練習問題:
• 1. パン屋で働く悩みを書いた文章から、「工房では、製造ではなく販売職」で始まって「いることが辛くてたまらない。」まで続く部分を、一字も変えずに書き写してください。
• 2. パン屋で働く悩みを書いた文章の最後の文のあとから、続きを書き進めてください。

抜き出した文章:
----

ホーム > 旅の栞OBOGコラム > vol.6 えみし 5/5

vol. 6 少しずつでも、確実に──パン屋で働きながら悩んでいること 5/5

えみし

いま思う、これからのこと

 一年で会社を辞めてからこんなふうに体調を崩しており、会社を辞める前よりも、状況が悪くなっているのではないかと思うときもある。でも、考えてみたら、やりたいと思っていることをやることができているなんて、なんてしあわせなことなんだろうと思う。

 工房では、製造ではなく販売職へ異動することも特別に許可すると言ってもらえたが、工房の方々は、「それでもあなたは製造がやりたいんだもんね?」とわかってくれた。

 手荒れは、よくなっているとは言い難い状況だ。もちろん、病院に通う前に比べたら、症状も落ち着いているが、自分にもわからないようなちょっとしたことですぐにまた症状がひどくなってしまう。どうやって付き合っていけばいいのか、付き合っていくことはできるのか悩む日々は終わらない。おそらくこの湿疹は、今の仕事をやめない限り、何度も繰り返していくのだろうと思う。こまめに薬をぬらなければならないこと、出かけるときも包帯をまいていかなければならない状況。これから先、今のような生活が続くと思うとぞっとする。続けられるのか不安にもなる。答えを先延ばしにして、湿疹を繰り返すことが果たして自分のためになるのかどうか、わからなくなるときもある。もしかしたら、辞めてみたら意外とあっさりあきらめがつくのではないかと思うこともある。私は、今までやってきたことに囚われすぎているのかも知れないし、そんな足かせみたいなものは捨ててしまってもいいのかも知れない。今すべてを辞めてしまうことができたら、どんなに楽になるのだろうとも思う。

 どちらが幸せなんだろうかと問いかける。手荒れを我慢して、毎日包帯してもやりたいことをやるか。少なくともこの手荒れというやっかいものは、毎日毎日わたしの中にストレスを積もらせる。手荒れのせいで気持ちの浮き沈みが激しいときもある。なによりも、かゆくて痛くて、こんなふうになってしまっていることが辛くてたまらない。

 それにしても、この世の中は何かを選ばせようとする。それは、たくさんの選択肢を与えているように見せながら、与えられたものに沿っていくとすごく道が狭くなっていくような気がする。そんななかで何かを選ぶというのは、あまりに酷なことじゃないだろうか。

----

提供データ:
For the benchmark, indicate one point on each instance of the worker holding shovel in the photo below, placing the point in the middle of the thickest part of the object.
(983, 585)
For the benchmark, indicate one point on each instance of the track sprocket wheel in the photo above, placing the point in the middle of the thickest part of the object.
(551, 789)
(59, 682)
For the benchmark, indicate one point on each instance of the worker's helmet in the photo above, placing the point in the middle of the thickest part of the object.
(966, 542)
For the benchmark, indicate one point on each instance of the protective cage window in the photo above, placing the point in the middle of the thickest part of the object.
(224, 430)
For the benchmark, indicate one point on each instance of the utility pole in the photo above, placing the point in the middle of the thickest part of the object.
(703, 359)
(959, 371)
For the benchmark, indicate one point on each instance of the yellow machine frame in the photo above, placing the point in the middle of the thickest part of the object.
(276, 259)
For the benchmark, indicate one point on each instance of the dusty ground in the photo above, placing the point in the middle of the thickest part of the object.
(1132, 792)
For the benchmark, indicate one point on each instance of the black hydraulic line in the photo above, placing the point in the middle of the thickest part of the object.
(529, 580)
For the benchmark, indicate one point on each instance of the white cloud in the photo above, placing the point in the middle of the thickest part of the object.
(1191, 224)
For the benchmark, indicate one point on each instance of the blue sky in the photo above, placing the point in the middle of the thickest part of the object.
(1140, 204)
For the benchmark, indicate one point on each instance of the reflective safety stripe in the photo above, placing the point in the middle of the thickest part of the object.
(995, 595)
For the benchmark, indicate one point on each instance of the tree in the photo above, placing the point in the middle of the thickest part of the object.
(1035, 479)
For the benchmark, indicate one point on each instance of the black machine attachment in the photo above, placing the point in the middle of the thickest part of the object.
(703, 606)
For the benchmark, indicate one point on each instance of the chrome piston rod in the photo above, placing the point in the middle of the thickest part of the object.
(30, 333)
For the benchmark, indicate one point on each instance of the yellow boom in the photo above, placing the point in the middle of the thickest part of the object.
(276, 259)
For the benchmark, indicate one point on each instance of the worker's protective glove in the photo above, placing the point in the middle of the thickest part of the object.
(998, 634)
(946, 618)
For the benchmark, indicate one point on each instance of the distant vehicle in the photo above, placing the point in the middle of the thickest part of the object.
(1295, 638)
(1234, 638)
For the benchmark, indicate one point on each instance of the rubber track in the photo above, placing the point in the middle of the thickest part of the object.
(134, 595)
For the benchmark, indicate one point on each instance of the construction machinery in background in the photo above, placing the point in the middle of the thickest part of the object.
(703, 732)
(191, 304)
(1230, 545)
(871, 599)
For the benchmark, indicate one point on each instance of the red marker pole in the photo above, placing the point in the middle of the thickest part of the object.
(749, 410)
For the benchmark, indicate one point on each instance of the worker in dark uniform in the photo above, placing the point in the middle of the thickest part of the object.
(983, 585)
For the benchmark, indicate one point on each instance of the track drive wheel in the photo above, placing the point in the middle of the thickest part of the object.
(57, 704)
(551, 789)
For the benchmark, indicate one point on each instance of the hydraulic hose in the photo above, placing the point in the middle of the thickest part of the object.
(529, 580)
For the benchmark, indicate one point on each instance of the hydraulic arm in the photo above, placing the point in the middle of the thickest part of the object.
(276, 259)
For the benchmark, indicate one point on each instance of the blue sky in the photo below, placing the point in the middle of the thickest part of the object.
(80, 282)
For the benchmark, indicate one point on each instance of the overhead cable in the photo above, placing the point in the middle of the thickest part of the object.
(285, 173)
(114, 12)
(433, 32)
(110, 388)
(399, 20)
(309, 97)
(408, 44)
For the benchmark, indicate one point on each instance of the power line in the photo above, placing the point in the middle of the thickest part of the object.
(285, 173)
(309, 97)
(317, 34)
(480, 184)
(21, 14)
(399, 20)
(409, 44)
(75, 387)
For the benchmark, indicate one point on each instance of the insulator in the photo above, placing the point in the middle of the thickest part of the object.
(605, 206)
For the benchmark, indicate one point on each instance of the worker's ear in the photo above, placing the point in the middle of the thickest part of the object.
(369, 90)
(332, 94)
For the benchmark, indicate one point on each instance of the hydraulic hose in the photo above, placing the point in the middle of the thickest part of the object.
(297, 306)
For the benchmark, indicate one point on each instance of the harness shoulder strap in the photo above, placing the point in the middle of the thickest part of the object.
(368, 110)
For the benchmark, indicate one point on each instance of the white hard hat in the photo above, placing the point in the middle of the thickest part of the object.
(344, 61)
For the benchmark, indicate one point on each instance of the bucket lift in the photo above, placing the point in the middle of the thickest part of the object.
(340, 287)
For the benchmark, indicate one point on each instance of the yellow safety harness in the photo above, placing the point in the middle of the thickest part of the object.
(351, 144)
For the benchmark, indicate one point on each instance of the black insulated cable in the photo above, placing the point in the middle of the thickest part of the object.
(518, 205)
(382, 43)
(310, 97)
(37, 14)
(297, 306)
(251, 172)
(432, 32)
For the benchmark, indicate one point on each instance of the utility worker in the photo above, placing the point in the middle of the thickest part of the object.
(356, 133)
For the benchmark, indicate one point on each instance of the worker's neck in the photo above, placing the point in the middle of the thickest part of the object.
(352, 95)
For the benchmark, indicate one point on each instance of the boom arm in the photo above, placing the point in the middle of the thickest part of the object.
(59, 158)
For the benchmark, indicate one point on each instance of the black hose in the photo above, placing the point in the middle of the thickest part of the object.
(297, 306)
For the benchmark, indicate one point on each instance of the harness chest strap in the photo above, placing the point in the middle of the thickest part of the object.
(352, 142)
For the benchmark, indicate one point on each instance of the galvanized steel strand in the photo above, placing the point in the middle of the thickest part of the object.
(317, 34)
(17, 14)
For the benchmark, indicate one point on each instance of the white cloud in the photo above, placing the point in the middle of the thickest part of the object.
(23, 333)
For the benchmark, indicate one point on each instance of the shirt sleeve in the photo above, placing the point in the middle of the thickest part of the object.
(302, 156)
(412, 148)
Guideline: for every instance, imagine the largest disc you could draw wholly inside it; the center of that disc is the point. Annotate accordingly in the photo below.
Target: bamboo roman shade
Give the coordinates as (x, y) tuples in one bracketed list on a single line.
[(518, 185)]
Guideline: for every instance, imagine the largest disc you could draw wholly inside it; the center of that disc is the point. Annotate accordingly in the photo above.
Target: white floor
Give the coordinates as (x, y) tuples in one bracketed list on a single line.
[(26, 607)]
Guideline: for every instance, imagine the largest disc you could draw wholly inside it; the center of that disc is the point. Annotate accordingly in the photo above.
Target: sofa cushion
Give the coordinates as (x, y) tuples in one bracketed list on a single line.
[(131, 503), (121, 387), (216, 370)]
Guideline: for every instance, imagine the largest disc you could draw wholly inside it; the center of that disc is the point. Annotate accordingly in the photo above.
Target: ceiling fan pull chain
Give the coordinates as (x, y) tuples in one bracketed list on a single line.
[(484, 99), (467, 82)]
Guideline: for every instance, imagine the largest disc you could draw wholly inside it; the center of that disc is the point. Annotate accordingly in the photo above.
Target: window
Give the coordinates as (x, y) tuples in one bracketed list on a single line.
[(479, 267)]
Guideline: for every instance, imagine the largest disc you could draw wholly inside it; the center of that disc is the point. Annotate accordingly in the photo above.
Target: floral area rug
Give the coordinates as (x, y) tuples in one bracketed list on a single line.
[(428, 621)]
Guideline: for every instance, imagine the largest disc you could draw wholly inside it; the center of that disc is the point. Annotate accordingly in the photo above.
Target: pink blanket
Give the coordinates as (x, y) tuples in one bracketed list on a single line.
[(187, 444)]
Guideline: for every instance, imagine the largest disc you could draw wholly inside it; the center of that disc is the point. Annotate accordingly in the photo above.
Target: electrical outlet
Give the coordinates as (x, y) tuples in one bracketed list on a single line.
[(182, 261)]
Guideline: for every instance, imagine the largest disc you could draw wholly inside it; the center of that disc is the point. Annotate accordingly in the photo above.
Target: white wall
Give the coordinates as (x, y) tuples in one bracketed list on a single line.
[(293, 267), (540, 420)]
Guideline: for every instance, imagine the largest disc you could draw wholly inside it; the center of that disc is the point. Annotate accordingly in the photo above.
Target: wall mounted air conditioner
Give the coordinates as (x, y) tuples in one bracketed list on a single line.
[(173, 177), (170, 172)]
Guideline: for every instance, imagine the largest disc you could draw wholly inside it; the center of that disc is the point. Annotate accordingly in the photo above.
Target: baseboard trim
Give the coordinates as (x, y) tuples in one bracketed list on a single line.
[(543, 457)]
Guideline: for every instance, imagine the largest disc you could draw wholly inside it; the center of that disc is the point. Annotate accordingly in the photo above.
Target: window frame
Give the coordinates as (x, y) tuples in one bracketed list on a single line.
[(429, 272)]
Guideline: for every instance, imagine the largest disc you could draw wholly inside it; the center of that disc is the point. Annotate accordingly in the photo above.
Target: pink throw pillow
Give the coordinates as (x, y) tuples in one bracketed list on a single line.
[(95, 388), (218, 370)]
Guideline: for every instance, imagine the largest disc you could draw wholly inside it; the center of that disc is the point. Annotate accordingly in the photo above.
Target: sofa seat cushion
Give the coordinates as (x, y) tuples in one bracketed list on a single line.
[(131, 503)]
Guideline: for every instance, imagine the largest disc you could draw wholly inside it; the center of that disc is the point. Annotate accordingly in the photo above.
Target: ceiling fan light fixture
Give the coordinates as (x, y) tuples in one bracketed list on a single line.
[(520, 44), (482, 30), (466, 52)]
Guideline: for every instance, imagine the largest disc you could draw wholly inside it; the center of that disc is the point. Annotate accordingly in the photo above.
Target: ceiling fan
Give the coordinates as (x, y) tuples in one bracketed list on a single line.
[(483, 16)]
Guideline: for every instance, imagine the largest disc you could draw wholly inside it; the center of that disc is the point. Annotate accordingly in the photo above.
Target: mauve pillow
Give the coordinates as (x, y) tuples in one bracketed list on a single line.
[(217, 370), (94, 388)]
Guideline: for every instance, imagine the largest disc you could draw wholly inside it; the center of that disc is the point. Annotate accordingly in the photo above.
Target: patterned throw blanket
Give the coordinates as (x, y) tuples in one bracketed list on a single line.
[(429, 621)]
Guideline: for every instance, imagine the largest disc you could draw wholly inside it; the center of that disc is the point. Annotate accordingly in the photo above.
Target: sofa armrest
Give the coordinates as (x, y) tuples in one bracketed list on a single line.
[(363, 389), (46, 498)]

----

解答:
• 1.
工房では、製造ではなく販売職へ異動することも特別に許可すると言ってもらえたが、工房の方々は、「それでもあなたは製造がやりたいんだもんね?」とわかってくれた。

 手荒れは、よくなっているとは言い難い状況だ。もちろん、病院に通う前に比べたら、症状も落ち着いているが、自分にもわからないようなちょっとしたことですぐにまた症状がひどくなってしまう。どうやって付き合っていけばいいのか、付き合っていくことはできるのか悩む日々は終わらない。おそらくこの湿疹は、今の仕事をやめない限り、何度も繰り返していくのだろうと思う。こまめに薬をぬらなければならないこと、出かけるときも包帯をまいていかなければならない状況。これから先、今のような生活が続くと思うとぞっとする。続けられるのか不安にもなる。答えを先延ばしにして、湿疹を繰り返すことが果たして自分のためになるのかどうか、わからなくなるときもある。もしかしたら、辞めてみたら意外とあっさりあきらめがつくのではないかと思うこともある。私は、今までやってきたことに囚われすぎているのかも知れないし、そんな足かせみたいなものは捨ててしまってもいいのかも知れない。今すべてを辞めてしまうことができたら、どんなに楽になるのだろうとも思う。

 どちらが幸せなんだろうかと問いかける。手荒れを我慢して、毎日包帯してもやりたいことをやるか。少なくともこの手荒れというやっかいものは、毎日毎日わたしの中にストレスを積もらせる。手荒れのせいで気持ちの浮き沈みが激しいときもある。なによりも、かゆくて痛くて、こんなふうになってしまっていることが辛くてたまらない。

• 2.
 工房の人からも、「あなた今は若いけど、私も三十歳をむかえてパン屋でのやけどのことを後悔するときがあるよ。」と言われた。三十歳をむかえるとき、私はどうなっているのだろう。まだ続けているのだろうか。そして今のことを、後悔しているのだろうか。

 それでも私がまだ、「きっぱり辞めよう。」という選択にいたらないのは、これはもはや私だけの問題ではないと思うからだ。私が辞めたら少なくとも、ベーカリーカフェはまわらなくなってしまう。もしかしたらそれは、私がお店の一部になれているということかもしれない。私にしかできないことが、ほんの少しずつでもできているということだ。工房での仕事だって、これからもたくさんのできなかったことができるかも知れない。それが楽しみでたまらないと確かに思う。そんな葛藤の中をいま私は生きている。

 結局、迷いに迷ってどこにいきつくのかわからないコラムとなってしまった。でもそれが、今の私の思いなのだろうと思う。ゆっくり悩みたいし、先を急ぐ必要などない。いままでそうしてきたように、納得して進んでいきたい。もし辞めることになったとしても、自分でその道を選んだのだと言えるように、自分がやりたいことをやるんだと覚悟を決めて会社を辞めたときの自分に恥じないように。

 年が明けたこの時期に、卒業後のことを振り返ることができるコラムを担当させてもらえたことを嬉しく思う。このコラムを抱負として、少しずつでも、確実に、ひとつひとつ積み重ねていく年にできたらと思う。